**Activity**
What lines of the data below include the word "green"? Report them by copying each.

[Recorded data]
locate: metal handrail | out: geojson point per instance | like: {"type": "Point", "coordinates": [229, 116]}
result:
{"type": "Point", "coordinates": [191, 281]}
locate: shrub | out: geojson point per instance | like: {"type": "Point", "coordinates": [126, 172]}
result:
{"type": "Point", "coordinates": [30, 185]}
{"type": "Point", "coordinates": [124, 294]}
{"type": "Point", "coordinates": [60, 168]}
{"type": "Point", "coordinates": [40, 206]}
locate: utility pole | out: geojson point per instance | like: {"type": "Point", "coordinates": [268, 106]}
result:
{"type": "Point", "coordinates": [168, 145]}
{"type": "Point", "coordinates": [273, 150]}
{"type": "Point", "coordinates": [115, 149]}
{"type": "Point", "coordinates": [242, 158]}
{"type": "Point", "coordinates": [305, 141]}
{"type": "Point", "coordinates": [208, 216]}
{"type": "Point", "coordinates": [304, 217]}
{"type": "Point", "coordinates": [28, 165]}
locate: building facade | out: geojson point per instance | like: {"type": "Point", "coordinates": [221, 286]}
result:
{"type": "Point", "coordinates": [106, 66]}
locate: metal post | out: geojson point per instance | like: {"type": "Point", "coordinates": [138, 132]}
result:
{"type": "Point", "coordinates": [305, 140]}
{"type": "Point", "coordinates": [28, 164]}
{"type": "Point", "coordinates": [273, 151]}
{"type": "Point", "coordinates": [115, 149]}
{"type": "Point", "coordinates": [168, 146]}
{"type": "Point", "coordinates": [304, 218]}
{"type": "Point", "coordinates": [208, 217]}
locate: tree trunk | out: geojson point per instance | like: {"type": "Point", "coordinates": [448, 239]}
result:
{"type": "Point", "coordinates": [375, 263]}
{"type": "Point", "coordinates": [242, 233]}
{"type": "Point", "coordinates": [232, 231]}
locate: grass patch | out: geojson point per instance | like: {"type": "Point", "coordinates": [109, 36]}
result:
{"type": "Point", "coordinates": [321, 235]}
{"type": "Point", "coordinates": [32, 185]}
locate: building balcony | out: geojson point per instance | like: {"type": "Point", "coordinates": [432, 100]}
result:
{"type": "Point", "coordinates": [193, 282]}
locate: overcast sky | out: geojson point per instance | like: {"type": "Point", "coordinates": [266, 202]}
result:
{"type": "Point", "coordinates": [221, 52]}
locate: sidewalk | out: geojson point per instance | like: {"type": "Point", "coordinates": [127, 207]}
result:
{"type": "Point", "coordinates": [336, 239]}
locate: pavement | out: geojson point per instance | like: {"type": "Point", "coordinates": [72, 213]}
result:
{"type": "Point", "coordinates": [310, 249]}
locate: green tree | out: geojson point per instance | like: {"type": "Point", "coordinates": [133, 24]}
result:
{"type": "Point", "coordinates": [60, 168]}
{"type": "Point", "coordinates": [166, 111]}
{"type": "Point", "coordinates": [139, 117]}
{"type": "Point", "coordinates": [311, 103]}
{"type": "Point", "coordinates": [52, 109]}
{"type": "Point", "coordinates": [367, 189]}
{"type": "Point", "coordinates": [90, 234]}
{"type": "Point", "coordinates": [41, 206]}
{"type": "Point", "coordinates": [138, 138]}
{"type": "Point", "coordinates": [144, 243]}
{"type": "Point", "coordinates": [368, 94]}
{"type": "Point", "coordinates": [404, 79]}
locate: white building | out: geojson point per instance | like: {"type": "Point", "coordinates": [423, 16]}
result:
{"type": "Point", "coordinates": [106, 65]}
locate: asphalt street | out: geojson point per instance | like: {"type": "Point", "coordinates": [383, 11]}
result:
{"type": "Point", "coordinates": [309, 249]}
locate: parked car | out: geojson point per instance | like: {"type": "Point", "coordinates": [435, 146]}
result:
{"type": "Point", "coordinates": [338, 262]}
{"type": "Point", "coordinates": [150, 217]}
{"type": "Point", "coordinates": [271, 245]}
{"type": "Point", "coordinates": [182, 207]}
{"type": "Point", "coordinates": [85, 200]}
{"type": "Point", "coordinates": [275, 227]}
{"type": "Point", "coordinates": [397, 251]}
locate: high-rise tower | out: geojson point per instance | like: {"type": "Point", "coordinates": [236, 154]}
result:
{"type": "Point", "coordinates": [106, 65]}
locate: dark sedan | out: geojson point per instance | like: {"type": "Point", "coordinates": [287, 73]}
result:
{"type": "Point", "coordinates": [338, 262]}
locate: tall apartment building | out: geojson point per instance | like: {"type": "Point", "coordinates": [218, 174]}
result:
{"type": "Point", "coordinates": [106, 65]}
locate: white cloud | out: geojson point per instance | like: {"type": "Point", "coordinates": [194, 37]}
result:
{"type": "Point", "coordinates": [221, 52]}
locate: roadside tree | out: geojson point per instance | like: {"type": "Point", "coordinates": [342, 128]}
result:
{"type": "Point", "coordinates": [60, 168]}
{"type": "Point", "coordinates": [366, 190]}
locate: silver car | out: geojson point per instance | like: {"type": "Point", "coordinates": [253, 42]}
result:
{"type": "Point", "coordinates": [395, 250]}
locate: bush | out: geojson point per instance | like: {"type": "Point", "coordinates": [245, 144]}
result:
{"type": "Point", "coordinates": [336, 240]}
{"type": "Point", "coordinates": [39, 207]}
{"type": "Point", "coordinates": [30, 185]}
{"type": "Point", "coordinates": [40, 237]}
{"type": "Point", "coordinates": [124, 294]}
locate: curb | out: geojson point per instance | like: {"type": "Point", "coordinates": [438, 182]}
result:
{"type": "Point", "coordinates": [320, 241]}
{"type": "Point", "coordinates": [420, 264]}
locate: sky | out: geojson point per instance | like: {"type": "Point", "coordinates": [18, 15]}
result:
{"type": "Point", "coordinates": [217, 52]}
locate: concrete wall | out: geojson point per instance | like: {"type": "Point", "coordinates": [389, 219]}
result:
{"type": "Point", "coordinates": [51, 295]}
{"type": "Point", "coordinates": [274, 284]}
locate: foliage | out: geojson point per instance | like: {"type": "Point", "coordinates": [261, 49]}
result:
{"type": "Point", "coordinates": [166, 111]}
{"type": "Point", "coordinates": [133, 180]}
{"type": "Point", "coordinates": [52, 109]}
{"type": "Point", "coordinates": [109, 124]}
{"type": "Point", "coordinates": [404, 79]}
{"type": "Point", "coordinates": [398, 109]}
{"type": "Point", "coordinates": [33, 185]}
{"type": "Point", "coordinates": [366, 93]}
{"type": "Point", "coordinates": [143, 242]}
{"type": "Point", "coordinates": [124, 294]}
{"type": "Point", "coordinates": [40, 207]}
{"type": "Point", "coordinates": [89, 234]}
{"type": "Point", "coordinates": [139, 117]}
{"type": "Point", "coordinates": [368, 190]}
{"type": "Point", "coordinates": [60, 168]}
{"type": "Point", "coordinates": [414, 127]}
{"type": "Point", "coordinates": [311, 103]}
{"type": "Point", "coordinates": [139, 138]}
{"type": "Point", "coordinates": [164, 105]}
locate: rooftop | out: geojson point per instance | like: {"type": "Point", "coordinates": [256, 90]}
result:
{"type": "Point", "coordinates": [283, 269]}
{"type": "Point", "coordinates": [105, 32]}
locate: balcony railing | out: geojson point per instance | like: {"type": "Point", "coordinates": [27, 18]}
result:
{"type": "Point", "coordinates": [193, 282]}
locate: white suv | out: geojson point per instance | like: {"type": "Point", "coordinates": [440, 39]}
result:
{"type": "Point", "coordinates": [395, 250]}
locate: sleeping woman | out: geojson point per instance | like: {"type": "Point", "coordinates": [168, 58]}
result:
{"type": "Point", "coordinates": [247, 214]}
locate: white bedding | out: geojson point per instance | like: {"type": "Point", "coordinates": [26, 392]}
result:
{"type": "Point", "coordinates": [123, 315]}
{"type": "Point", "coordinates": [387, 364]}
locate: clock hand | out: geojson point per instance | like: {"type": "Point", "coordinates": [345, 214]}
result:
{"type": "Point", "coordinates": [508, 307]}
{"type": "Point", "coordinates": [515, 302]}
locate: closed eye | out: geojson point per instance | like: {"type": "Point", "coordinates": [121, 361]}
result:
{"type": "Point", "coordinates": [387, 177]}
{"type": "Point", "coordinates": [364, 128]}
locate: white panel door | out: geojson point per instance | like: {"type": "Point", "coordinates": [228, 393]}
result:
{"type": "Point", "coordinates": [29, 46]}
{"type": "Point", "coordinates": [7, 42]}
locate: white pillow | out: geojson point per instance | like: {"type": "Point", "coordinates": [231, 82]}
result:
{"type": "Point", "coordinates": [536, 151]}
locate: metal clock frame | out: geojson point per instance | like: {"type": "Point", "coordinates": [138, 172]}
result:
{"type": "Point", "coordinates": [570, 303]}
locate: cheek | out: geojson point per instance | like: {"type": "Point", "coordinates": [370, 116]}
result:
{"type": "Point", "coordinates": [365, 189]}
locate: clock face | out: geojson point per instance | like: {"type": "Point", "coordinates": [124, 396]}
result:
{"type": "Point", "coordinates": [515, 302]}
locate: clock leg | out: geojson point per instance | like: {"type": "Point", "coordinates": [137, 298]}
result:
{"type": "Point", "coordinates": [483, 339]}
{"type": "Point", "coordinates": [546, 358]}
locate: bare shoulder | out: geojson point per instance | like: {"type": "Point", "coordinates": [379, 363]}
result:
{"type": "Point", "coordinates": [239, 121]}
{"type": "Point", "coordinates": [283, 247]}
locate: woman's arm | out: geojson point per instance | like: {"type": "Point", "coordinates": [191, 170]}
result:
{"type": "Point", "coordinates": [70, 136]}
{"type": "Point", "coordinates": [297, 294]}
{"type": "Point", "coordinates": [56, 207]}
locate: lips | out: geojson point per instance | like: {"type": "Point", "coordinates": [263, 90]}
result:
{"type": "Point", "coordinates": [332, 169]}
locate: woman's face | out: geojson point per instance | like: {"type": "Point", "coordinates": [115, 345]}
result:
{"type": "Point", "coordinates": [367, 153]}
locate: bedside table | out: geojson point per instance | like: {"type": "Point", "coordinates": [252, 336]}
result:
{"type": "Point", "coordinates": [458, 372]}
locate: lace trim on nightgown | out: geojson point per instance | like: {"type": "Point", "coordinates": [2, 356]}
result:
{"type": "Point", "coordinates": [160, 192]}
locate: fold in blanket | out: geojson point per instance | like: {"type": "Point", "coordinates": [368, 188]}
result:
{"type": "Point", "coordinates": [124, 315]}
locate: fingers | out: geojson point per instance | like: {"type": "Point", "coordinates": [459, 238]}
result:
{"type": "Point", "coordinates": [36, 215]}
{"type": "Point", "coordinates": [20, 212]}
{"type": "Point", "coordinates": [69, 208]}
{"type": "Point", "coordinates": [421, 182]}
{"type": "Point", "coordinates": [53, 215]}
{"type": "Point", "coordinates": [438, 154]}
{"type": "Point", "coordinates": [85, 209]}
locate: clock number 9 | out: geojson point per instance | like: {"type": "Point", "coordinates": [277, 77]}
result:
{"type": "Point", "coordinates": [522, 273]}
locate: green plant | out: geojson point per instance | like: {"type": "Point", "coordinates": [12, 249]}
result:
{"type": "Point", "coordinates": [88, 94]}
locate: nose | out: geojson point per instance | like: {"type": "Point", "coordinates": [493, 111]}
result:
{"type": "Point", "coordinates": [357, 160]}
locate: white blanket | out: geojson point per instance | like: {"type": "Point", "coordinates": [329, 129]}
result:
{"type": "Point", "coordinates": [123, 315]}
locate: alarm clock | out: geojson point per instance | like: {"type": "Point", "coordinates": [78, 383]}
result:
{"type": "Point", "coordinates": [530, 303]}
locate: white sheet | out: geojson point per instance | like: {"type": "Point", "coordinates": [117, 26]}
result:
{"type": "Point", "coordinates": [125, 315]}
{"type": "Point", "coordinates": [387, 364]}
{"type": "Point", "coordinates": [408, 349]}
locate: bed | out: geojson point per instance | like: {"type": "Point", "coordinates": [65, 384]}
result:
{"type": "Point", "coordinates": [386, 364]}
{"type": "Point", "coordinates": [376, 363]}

**Written answer**
locate: green tree | out: geojson point per instance | like: {"type": "Point", "coordinates": [133, 24]}
locate: green plant | out: geojson point per instance | like: {"type": "Point", "coordinates": [12, 249]}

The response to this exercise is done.